TEXT SHOWN:
Category Archives: Development

Native plants in your yard for native wildlife

Nature is not something out there, apart from people. It never was, and nowadays people have built and farmed and clearcut so much that wildlife species from insects to birds are in trouble. In south Georgia people may think that our trees make a lot of wildlife habitat. Actually, most of those trees are planted pine plantations with very limited undergrowth, and in town many yards are deserts of grass plus exotic species that don’t support native birds. Douglas Tallamy offers one solution: turn yards into wildlife habitat by growing native species. Since we are as always remodeling nature, we might as well do it so as to feed the rest of nature and ourselves, and by the way get flood prevention and possibly cleaner water as well, oh, and fewer pesticides to poison ourselves.

Douglas Tallamy makes a clear and compelling case in Bringing Nature Home: How You Can Sustain Wildlife with Native Plants

…it is not yet too late to save most of the plants and animals that sustain the ecosystems on which we ourselves depend. Second, restoring native plants to most human-dominated landscapes is relatively easy to do.

Some of you may wonder why native species are so important? Don’t we have more deer than we can shoot? Maybe so, but we have far fewer birds of almost every species than we did decades and only a few years ago.

STATED TASK 1: List the benefits that the post on native plants says come from growing native species in yards.
STATED TASK 2: Please output the passage from the post on native plants, starting at "Nature is not" and ending at "to poison ourselves.".

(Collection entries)
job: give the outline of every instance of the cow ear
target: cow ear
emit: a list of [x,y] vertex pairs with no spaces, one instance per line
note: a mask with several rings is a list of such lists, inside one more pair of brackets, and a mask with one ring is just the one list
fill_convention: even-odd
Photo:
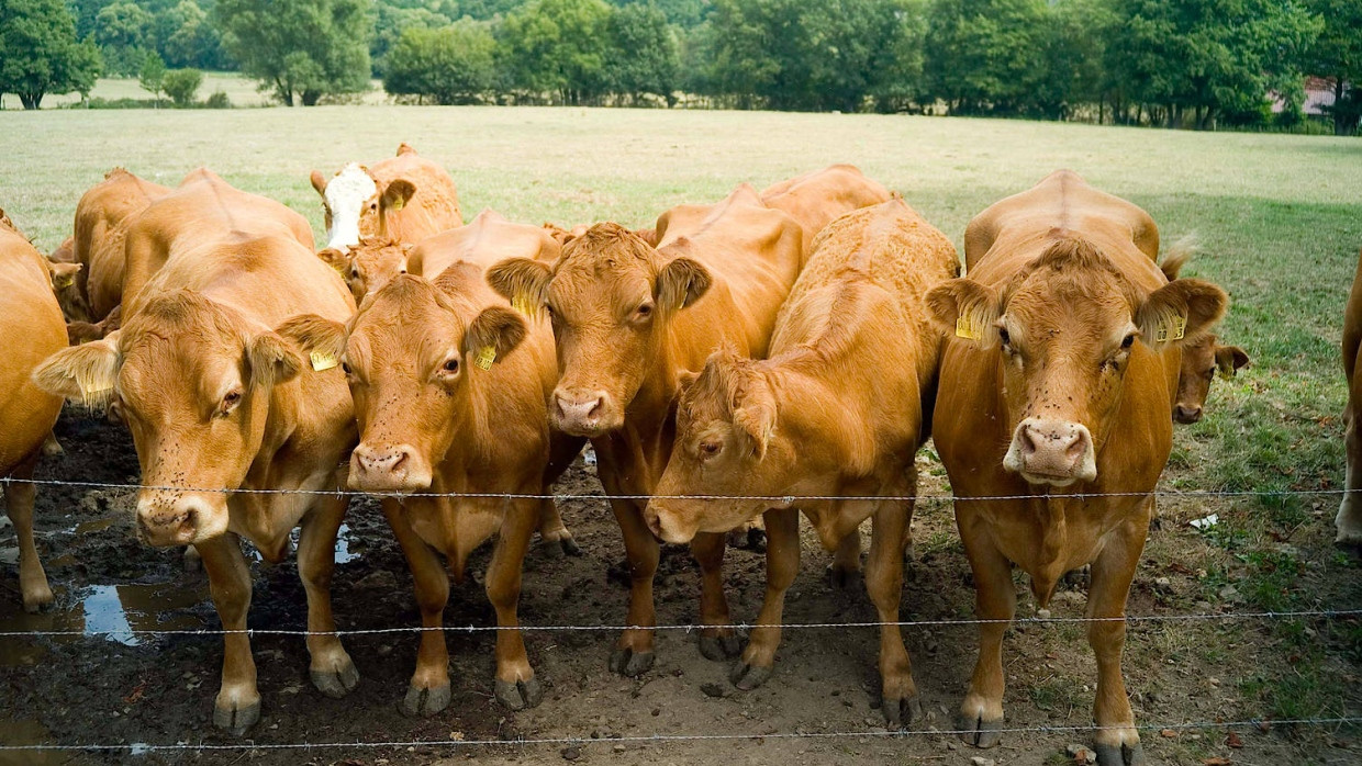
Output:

==

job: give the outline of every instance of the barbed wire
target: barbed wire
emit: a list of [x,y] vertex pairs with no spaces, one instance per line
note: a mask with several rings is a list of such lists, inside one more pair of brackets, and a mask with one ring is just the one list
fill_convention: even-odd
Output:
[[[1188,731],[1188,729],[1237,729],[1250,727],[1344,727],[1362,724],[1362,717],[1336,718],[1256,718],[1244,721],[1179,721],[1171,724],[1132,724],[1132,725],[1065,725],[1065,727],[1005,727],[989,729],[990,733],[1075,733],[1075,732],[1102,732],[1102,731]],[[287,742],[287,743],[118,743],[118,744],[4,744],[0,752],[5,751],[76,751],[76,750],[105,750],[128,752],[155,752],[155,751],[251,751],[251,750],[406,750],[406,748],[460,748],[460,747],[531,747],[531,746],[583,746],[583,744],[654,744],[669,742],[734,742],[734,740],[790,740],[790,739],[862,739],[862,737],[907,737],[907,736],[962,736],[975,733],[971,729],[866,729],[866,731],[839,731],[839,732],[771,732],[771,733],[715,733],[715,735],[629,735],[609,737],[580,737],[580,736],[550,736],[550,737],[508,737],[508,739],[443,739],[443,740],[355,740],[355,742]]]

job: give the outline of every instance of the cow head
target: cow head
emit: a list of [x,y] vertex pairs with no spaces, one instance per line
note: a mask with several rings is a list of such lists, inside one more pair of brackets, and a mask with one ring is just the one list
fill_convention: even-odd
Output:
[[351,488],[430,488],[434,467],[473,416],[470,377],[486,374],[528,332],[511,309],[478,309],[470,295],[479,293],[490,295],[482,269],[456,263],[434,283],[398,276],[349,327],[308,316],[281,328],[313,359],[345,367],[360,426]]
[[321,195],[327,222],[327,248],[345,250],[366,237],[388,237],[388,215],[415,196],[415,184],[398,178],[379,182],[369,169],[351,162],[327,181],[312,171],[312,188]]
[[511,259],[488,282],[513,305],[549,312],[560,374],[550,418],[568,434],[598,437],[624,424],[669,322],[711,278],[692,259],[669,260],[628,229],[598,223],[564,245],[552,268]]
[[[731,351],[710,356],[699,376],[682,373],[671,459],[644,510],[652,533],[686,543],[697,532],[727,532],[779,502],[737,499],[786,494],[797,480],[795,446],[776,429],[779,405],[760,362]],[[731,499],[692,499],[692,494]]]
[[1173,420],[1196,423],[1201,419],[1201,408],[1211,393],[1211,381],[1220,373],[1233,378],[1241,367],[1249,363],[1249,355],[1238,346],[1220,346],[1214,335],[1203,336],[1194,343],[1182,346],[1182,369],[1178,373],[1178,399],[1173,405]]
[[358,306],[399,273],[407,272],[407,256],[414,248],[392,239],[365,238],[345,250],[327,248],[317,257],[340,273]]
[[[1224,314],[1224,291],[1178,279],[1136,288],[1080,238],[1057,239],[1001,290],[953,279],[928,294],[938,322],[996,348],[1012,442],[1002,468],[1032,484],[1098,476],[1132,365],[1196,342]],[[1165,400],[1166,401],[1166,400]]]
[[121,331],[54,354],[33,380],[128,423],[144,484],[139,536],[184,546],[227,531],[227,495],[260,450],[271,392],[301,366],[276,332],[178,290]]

--

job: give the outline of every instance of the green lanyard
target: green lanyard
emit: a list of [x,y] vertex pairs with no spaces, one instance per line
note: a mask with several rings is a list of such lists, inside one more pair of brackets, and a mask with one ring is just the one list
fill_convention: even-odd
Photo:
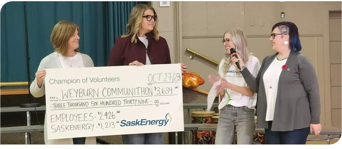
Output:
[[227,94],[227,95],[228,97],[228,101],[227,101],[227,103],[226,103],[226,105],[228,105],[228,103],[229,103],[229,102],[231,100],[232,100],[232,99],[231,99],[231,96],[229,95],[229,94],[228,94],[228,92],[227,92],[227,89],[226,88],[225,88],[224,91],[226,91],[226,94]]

EXERCISE SOLUTION 1:
- Feeding the rest of nature and ourselves
- Flood prevention
- Possibly cleaner water
- Fewer pesticides to poison ourselves

EXERCISE SOLUTION 2:
Nature is not something out there, apart from people. It never was, and nowadays people have built and farmed and clearcut so much that wildlife species from insects to birds are in trouble. In south Georgia people may think that our trees make a lot of wildlife habitat. Actually, most of those trees are planted pine plantations with very limited undergrowth, and in town many yards are deserts of grass plus exotic species that don’t support native birds. Douglas Tallamy offers one solution: turn yards into wildlife habitat by growing native species. Since we are as always remodeling nature, we might as well do it so as to feed the rest of nature and ourselves, and by the way get flood prevention and possibly cleaner water as well, oh, and fewer pesticides to poison ourselves.